# SHORT PROBLEM
Rewrite the records with "single point" changed to "single dot", keeping everything else the same. Leave the pictures out of your answer.

# INPUT MATERIAL
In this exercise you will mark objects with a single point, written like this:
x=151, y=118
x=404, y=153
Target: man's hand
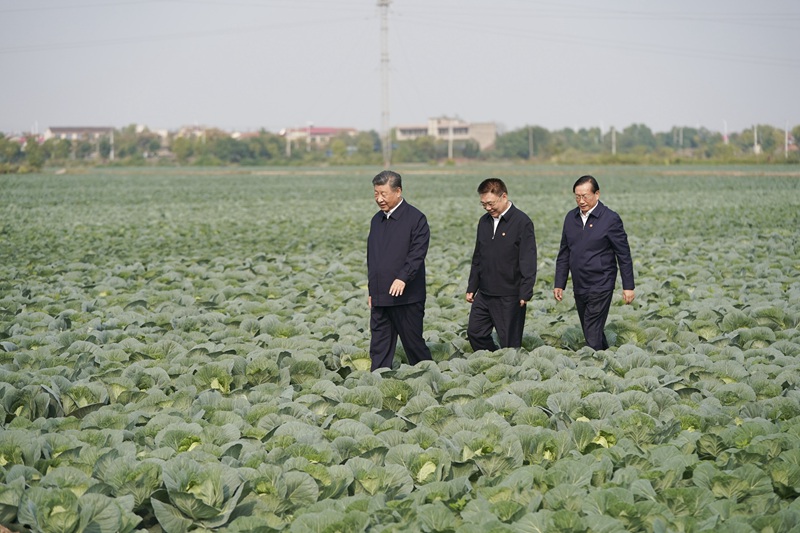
x=627, y=296
x=397, y=288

# RESULT OF THIS EXERCISE
In this exercise you will mark objects with a single dot, written like this:
x=151, y=118
x=404, y=153
Target: man's hand
x=627, y=296
x=397, y=288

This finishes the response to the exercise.